# [Instruction]
Copy each of the entries below word for word, keeping every line as it stands.

Items from a data source:
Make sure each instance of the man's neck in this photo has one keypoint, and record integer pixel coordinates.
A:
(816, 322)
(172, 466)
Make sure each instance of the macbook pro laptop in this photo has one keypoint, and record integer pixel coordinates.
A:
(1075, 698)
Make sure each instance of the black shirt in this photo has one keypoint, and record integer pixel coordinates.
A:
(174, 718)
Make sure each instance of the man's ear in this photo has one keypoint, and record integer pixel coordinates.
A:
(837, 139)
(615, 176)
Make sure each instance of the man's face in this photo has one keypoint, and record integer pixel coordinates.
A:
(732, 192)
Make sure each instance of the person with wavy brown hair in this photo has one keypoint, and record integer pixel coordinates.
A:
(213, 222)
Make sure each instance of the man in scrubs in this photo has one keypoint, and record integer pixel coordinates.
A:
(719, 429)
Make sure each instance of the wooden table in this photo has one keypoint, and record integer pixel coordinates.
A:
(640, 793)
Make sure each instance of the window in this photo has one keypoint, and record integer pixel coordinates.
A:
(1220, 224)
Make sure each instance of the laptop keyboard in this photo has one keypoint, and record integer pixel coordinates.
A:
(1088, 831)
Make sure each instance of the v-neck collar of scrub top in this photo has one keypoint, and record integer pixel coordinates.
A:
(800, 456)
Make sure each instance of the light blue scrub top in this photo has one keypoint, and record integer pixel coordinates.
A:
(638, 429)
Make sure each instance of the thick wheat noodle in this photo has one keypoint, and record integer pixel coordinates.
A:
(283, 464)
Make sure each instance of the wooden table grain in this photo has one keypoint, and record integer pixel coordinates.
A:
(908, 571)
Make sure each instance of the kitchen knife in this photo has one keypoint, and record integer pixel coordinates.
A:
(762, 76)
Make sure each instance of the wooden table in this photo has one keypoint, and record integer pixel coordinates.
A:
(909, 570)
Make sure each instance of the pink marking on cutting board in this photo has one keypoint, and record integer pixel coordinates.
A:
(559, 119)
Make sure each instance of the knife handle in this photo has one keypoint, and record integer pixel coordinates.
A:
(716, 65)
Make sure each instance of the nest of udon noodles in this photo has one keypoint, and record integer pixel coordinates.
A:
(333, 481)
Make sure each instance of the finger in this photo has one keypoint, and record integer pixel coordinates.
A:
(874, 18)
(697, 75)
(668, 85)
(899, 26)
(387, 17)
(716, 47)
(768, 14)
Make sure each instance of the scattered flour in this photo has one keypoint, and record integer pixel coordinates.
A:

# [Task response]
Make sure each instance of the man's neck in this photo has one keypoint, and record integer pixel coordinates.
A:
(816, 322)
(172, 466)
Make sure each instance of the macbook pro laptop in this photo has one keypoint, and record integer pixel coordinates.
A:
(1075, 698)
Make sure each instance of the black shirt in this photo has one keypoint, and record integer pixel coordinates.
A:
(174, 718)
Make sure each instance of the man's ear in this photo has one keypoint, and record integer pixel coordinates.
A:
(837, 139)
(615, 176)
Make sure each instance of the man's face in this photo has one keypoint, and record integer pixel coordinates.
A:
(732, 192)
Make sure each instance of the person with wavy brown hair in this photo has one keypoint, and record integer pixel coordinates.
A:
(213, 222)
Make sure each instance of the man in scrubs in this photo has one keypoint, and record integer pixel coordinates.
A:
(719, 429)
Make sure each instance of the wooden table in this photo has one keypoint, and record integer pixel coordinates.
A:
(640, 793)
Make sure each instance of the window in this photo has one keypoint, and record integer pixel coordinates.
A:
(1220, 224)
Make sure each instance of the laptop keyboard in this photo has one keypoint, and record integer pixel coordinates.
A:
(1088, 831)
Make sure each instance of the v-neck collar of scrub top in this photo has one keypoint, and record integer pixel coordinates.
A:
(800, 456)
Make sure each instance of the light blue scrub top in this photo has one keypoint, and record integer pixel coordinates.
A:
(638, 429)
Make sure each instance of the thick wheat noodle in this photo has one keypoint, and record integer pixel coordinates.
A:
(283, 464)
Make sure each instance of the wooden table grain in this photo has one keypoint, and record integer pixel coordinates.
A:
(908, 571)
Make sure each instance of the kitchen knife in this photo has one keypoint, and record integer pixel coordinates.
A:
(762, 76)
Make sure each instance of the wooden table in this photo has one keypoint, and record integer pixel coordinates.
A:
(909, 570)
Make sure each instance of the pink marking on cutting board in this photo has one keypoint, and record integer pixel coordinates.
A:
(559, 119)
Make sure each instance of the knife handle in this photo has one keypoint, and record integer pixel coordinates.
A:
(716, 65)
Make sure each instance of the nest of udon noodles in this photo has one keypoint, and record integer pixel coordinates.
A:
(333, 481)
Make sure each instance of the finger in this photo has one keypoint, and record integer pixel coordinates.
A:
(874, 18)
(697, 75)
(668, 85)
(899, 26)
(387, 17)
(716, 47)
(768, 14)
Make sure each instance of the scattered flour in this photo has one keypoint, and record integer pixel coordinates.
A:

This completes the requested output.